● Stated problem
Which lines below contain the word "bumper"? Gather each of them and copy it out in full.
--- Begin Records for the task ---
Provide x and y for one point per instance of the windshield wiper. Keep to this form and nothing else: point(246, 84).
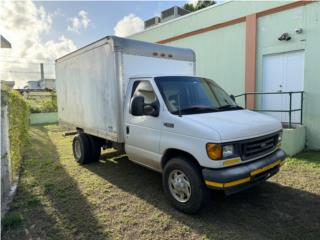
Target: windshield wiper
point(228, 106)
point(196, 110)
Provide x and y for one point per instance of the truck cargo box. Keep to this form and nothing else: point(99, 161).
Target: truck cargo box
point(92, 81)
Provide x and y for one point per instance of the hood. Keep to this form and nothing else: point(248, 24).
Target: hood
point(238, 124)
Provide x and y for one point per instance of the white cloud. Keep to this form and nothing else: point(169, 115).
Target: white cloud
point(128, 25)
point(193, 2)
point(24, 25)
point(80, 22)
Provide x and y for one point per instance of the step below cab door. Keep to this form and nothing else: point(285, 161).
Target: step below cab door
point(143, 133)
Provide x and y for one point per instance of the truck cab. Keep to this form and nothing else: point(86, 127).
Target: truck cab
point(189, 129)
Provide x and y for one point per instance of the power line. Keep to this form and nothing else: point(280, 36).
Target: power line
point(17, 57)
point(33, 72)
point(21, 62)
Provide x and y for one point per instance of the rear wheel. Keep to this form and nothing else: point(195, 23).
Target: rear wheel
point(183, 185)
point(96, 144)
point(81, 147)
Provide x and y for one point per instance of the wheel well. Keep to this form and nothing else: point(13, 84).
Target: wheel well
point(170, 153)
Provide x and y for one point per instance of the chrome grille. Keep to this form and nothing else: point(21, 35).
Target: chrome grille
point(257, 147)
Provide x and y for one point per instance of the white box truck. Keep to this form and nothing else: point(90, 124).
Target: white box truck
point(145, 100)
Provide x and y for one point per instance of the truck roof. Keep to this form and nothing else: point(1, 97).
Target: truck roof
point(135, 47)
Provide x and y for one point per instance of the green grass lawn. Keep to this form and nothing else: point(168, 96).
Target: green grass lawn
point(116, 199)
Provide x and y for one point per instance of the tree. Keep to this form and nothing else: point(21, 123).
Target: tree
point(200, 4)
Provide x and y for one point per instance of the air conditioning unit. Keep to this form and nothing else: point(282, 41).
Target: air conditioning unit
point(151, 22)
point(172, 13)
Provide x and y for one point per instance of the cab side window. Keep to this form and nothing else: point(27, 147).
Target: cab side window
point(145, 89)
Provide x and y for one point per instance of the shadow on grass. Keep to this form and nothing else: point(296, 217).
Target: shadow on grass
point(269, 210)
point(48, 199)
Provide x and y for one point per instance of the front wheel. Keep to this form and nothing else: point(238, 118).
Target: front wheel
point(183, 185)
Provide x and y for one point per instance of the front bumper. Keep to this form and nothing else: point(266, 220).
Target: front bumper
point(241, 177)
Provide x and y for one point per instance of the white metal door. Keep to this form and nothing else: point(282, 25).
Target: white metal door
point(283, 73)
point(143, 132)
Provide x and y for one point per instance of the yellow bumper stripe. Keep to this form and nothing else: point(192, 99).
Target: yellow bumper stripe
point(242, 180)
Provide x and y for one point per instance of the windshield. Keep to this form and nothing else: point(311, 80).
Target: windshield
point(191, 95)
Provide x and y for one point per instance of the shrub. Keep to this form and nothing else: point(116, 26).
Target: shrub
point(43, 104)
point(18, 118)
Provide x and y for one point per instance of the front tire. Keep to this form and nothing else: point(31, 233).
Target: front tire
point(183, 185)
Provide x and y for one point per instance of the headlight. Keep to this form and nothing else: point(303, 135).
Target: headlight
point(214, 151)
point(227, 151)
point(280, 137)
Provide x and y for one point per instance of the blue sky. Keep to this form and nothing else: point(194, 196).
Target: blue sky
point(42, 31)
point(103, 16)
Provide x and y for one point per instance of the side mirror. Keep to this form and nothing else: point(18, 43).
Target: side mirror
point(137, 106)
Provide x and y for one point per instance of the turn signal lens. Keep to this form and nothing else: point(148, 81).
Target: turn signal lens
point(214, 151)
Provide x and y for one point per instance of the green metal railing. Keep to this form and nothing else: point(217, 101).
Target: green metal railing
point(289, 111)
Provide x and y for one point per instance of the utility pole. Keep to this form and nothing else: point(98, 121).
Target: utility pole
point(42, 75)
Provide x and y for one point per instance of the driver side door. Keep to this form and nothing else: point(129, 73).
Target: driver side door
point(143, 133)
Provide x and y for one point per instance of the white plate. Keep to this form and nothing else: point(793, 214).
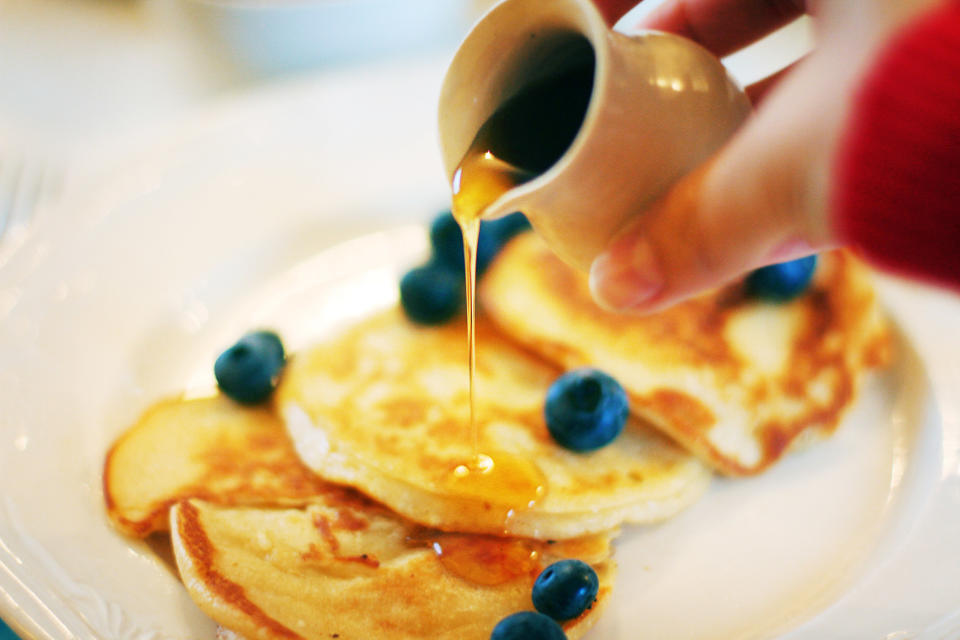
--- End Records for the task ---
● Solution to the problem
Provide x and y for one point per instance of the front bumper. Keep to this form and nothing else: point(266, 220).
Target: front bumper
Provide x and y for one point per instance of the yellow bumper stripe. Keep to this form and nothing else: point(192, 99).
Target: yellow bumper stripe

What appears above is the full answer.